WHAT THIS TASK INVOLVES:
Rewrite the lines of the entries from the line with "Check that every instance of the hatching" to the line with "column 293, row 691", changing "keypoint" to "marker" and keeping everything else as it is. Give only those lines, and leave the pictures out.

───── DATASET ─────

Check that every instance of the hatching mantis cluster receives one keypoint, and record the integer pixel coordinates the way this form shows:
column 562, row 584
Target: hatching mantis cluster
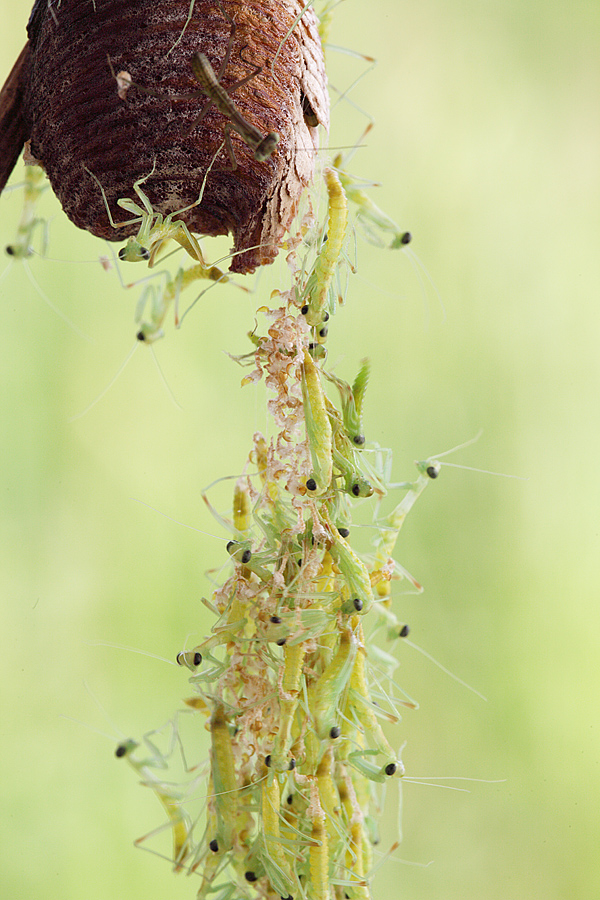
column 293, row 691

─────
───── DATASET ─────

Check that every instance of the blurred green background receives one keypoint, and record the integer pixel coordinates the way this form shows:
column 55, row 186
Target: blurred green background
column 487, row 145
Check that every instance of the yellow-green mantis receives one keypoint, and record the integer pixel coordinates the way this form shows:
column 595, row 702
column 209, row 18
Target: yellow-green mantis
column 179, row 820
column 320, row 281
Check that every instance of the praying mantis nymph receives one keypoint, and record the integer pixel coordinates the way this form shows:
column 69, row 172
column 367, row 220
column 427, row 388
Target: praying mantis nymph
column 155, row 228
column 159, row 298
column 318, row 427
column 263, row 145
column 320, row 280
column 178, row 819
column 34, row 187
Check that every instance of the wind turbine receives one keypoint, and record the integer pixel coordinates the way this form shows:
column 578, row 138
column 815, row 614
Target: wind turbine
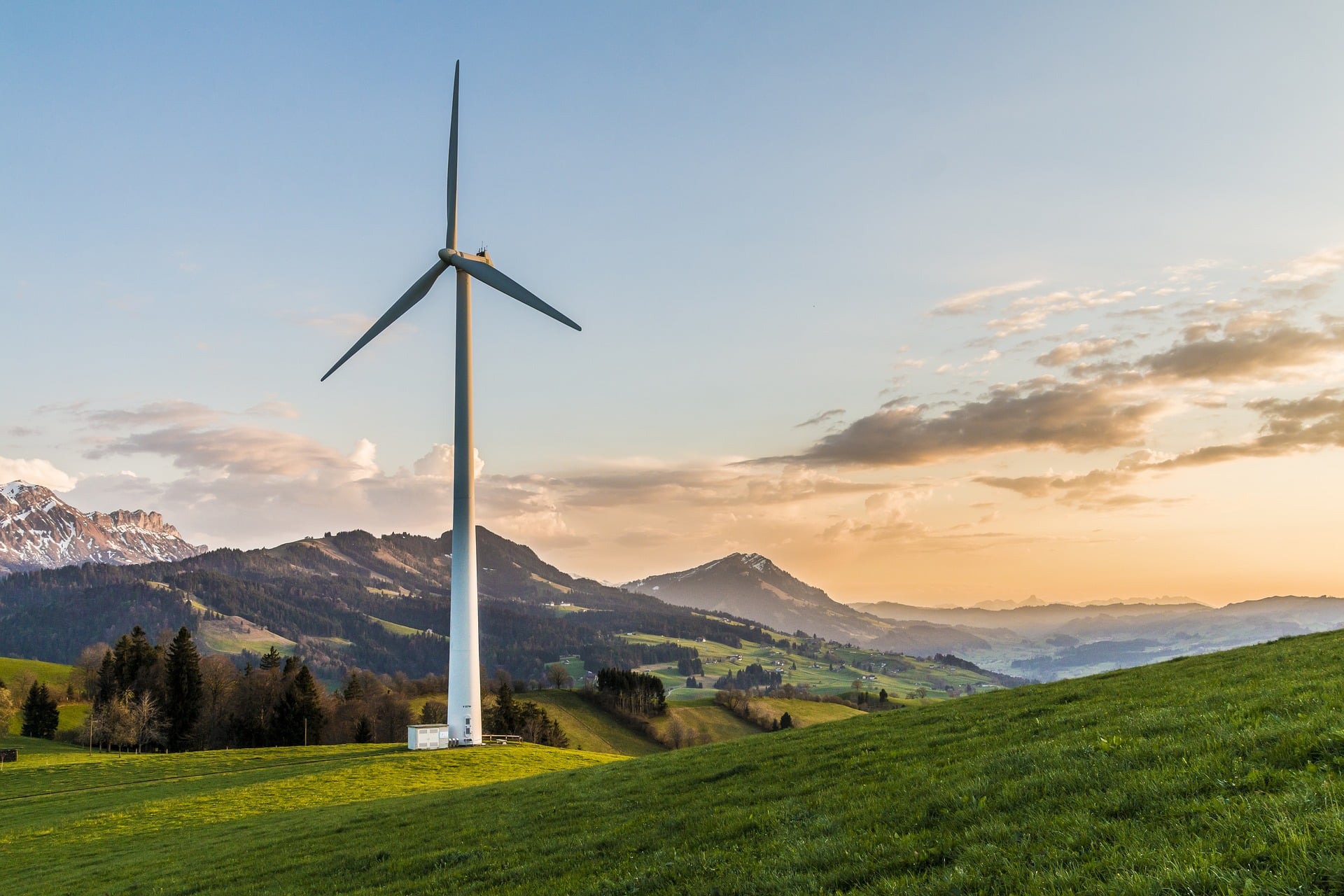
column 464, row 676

─────
───── DATASET ─────

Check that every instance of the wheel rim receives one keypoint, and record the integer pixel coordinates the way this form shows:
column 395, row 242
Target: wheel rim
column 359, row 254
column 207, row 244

─────

EXERCISE ANSWER:
Check that every instance of the hatching mantis cluster receives one marker, and record the integer pixel coordinates the way this form shows:
column 562, row 584
Target: hatching mantis cluster
column 293, row 691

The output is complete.